> **Provided text**
George Alagiah interviews us on the BBC

Tuesday, 19 December 2006

No.22: Nigeria


Searching the Globe

Owen Powell – 19th December 2006

One of the other things I do, when I'm not doing this, is work at Shakespeare's Globe Theatre as a tour guide. The story of the Globe is full of cameo appearances from people who came from overseas. Some of the best evidence we have about the way theatre worked in Shakespeare's time comes from the letters and diaries of visitors from France, Switzerland, the Netherlands and elsewhere in Europe. People in London, I suppose, thought it wasn't worth recording the details of what went on in the theatre – it was always going to be there, so why bother? (They were wrong – the Globe burnt down in 1613, only fourteen years after it had been built). Without these writings, it would have been much harder to rebuild the theatre.

> **Record set**

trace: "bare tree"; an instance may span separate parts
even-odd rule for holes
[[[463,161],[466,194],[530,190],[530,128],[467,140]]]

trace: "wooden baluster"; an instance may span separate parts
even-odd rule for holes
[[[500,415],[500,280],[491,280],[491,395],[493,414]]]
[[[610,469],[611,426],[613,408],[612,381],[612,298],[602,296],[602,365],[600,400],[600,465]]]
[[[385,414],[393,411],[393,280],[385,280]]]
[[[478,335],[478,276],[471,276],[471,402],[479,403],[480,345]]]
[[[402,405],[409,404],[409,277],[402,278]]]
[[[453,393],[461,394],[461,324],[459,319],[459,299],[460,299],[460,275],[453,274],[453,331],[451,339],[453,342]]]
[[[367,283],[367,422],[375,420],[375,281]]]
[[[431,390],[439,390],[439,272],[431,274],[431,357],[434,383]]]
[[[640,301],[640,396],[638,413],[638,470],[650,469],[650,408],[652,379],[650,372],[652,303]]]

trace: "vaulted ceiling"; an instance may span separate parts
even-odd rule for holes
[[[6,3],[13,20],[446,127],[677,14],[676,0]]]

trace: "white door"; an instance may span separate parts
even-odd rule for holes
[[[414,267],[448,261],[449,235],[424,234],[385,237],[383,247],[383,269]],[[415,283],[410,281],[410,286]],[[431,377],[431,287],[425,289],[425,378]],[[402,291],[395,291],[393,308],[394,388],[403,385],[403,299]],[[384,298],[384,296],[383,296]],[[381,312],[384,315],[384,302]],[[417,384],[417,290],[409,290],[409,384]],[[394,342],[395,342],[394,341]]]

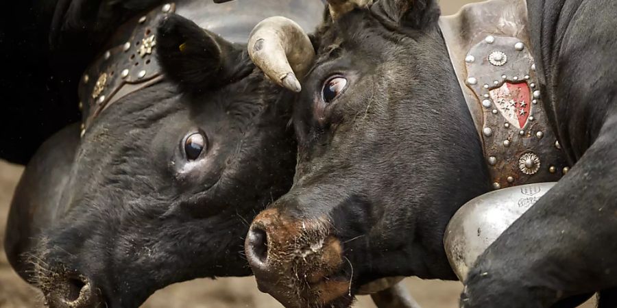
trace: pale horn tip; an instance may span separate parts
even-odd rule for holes
[[[298,78],[295,77],[295,75],[293,73],[288,73],[287,75],[280,80],[280,83],[284,87],[291,91],[299,92],[302,90],[300,81],[298,80]]]

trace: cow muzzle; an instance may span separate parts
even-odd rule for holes
[[[90,279],[63,271],[50,273],[49,285],[42,286],[45,305],[58,308],[86,308],[105,306],[103,296]]]
[[[325,219],[295,220],[274,208],[260,214],[245,244],[259,290],[287,307],[348,305],[352,277],[331,229]]]

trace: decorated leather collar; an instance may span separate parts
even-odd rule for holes
[[[156,26],[175,10],[174,3],[167,3],[125,23],[86,70],[78,90],[82,136],[112,103],[162,79],[155,57]]]
[[[541,103],[527,25],[524,0],[469,4],[439,20],[496,190],[569,170]]]

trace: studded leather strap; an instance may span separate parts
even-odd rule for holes
[[[566,172],[537,90],[524,0],[491,0],[441,17],[452,66],[482,140],[493,188]]]
[[[79,87],[82,135],[114,102],[162,79],[154,55],[156,27],[175,9],[174,3],[165,4],[125,23],[86,70]]]

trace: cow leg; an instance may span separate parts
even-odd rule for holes
[[[371,298],[378,308],[420,308],[403,281],[371,294]]]
[[[546,307],[617,286],[617,116],[476,261],[465,307]]]
[[[617,307],[617,287],[605,290],[598,296],[598,308]]]

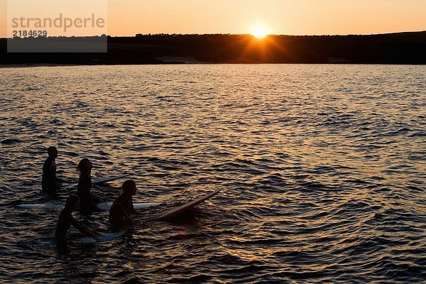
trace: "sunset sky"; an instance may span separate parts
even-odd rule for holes
[[[40,1],[43,2],[43,1]],[[0,0],[0,37],[6,35]],[[46,8],[48,9],[48,8]],[[371,34],[426,30],[426,0],[109,0],[108,33]]]

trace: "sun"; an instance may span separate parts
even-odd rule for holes
[[[252,34],[255,38],[261,39],[268,35],[268,31],[265,25],[257,25],[253,29]]]

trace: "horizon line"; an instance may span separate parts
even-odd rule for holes
[[[347,33],[347,34],[316,34],[316,35],[291,35],[291,34],[277,34],[277,33],[271,33],[266,35],[266,36],[384,36],[384,35],[390,35],[390,34],[398,34],[398,33],[426,33],[426,30],[423,31],[397,31],[397,32],[389,32],[389,33]],[[96,35],[96,36],[48,36],[47,38],[94,38],[94,37],[102,37],[106,36],[109,38],[137,38],[137,37],[143,37],[143,36],[254,36],[251,33],[136,33],[135,36],[110,36],[110,35]],[[37,38],[18,38],[21,39],[25,38],[40,38],[43,37],[37,37]],[[0,39],[13,39],[13,38],[4,38],[0,37]]]

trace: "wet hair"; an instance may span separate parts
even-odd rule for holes
[[[55,147],[55,146],[50,146],[50,147],[48,148],[48,154],[50,154],[55,150],[57,150],[56,147]]]
[[[88,165],[89,162],[90,161],[87,158],[82,159],[77,166],[77,171],[80,172],[80,175],[82,173],[87,173],[89,170],[87,169],[87,165]]]
[[[70,208],[79,202],[80,198],[78,198],[78,196],[75,195],[70,195],[68,198],[67,198],[67,202],[65,202],[65,208]]]
[[[126,180],[123,182],[123,192],[128,192],[130,190],[131,190],[133,187],[136,186],[136,182],[131,180]]]

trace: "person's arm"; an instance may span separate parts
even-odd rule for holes
[[[115,204],[114,204],[113,207],[116,207],[116,209],[118,208],[118,209],[124,217],[124,219],[126,219],[126,220],[128,221],[132,225],[134,224],[133,219],[131,219],[131,217],[129,216],[129,214],[124,209],[124,207],[123,207],[123,205],[121,205],[121,203],[116,203]],[[111,209],[112,209],[112,208]]]
[[[77,221],[75,219],[74,219],[74,217],[71,218],[71,224],[77,229],[78,229],[80,231],[81,231],[82,233],[84,234],[85,235],[87,235],[89,236],[92,236],[93,239],[94,239],[97,241],[100,241],[99,238],[98,238],[97,236],[96,236],[96,235],[94,234],[94,233],[91,229],[89,229],[89,228],[87,228],[86,226],[83,225],[80,222]]]
[[[130,203],[130,206],[131,206],[130,211],[131,211],[131,214],[135,214],[135,215],[137,215],[139,214],[136,210],[135,210],[135,207],[133,207],[133,201]]]

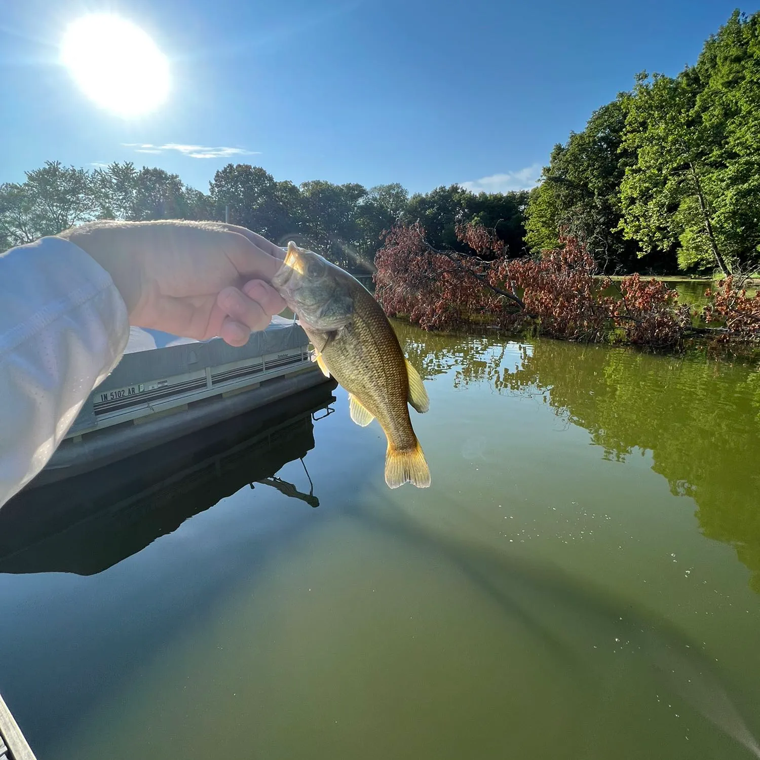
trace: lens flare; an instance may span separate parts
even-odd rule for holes
[[[125,118],[154,111],[169,93],[166,55],[119,16],[94,14],[71,24],[61,42],[61,62],[87,97]]]

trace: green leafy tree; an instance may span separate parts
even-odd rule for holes
[[[720,131],[701,118],[698,91],[690,70],[676,78],[646,72],[637,77],[625,101],[623,146],[637,160],[621,184],[620,229],[645,252],[679,244],[682,269],[712,263],[727,274],[722,230],[714,220]]]
[[[287,205],[297,201],[293,189],[297,188],[290,182],[275,182],[261,166],[228,163],[214,175],[209,195],[216,218],[224,218],[229,204],[230,222],[281,242],[293,227],[293,210]]]
[[[0,185],[0,238],[4,247],[55,235],[92,219],[97,211],[91,176],[84,169],[46,161],[21,183]]]
[[[300,192],[306,242],[337,264],[363,268],[357,245],[359,208],[366,188],[354,182],[334,185],[316,179],[302,182]]]
[[[115,162],[97,169],[93,183],[102,219],[207,219],[212,212],[207,196],[163,169]]]
[[[356,210],[358,247],[372,260],[382,245],[384,232],[397,224],[409,204],[409,192],[398,182],[370,188]]]
[[[582,240],[605,269],[633,268],[638,245],[618,229],[620,183],[633,160],[622,146],[625,125],[619,97],[595,111],[582,132],[554,147],[527,210],[526,241],[532,250],[556,248],[565,233]]]

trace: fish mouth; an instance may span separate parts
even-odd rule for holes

> **Exercise objective**
Extend the post about searching the Globe, picking up right after its final sentence. The listing is separate material.

> **Final answer**
The rebuilding would have been impossible without one of the later non-Londoners in the Globe story, the American actor and director Sam Wanamaker. It was Sam's idea to reconstruct an Elizabethan theatre, his drive to raise the money and his commitment to the project over the last twenty years of his life that finally saw the new Globe built. Naturally, he faced an astonishing amount of opposition, and put up with a lot of sneering, from the London establishment, who didn't want a 'foreigner' coming over here and telling us how to treat our own culture. Thankfully, many more people were supportive, and the Globe is now recognised as an important building that can tell us a lot about London's history. It has also kept its international flavour. Over the last ten years, the Globe has hosted a Japanese Comedy of Errors, a Portuguese Romeo and Juliet, and a Zulu version of Macbeth. Many of the staff, too, are from abroad, and it's my intention, over the course of the year, to speak to as many of them as I can. I started off with the person who, far more than any of the actors who work here, is the face of the Globe – Benjy, the security guard.

I first started working at the Globe in late May 2002, just as the World Cup was looming. Forget the idea of 'Arts' people being uninterested in sports – I have never known a group of people so obsessed with football as my new colleagues. Within a few weeks of joining I found myself sitting in the middle of a huge crowd at the Old Thameside Inn at seven in the morning, weeping into my Guinness as the ten men of Brazil knocked us out.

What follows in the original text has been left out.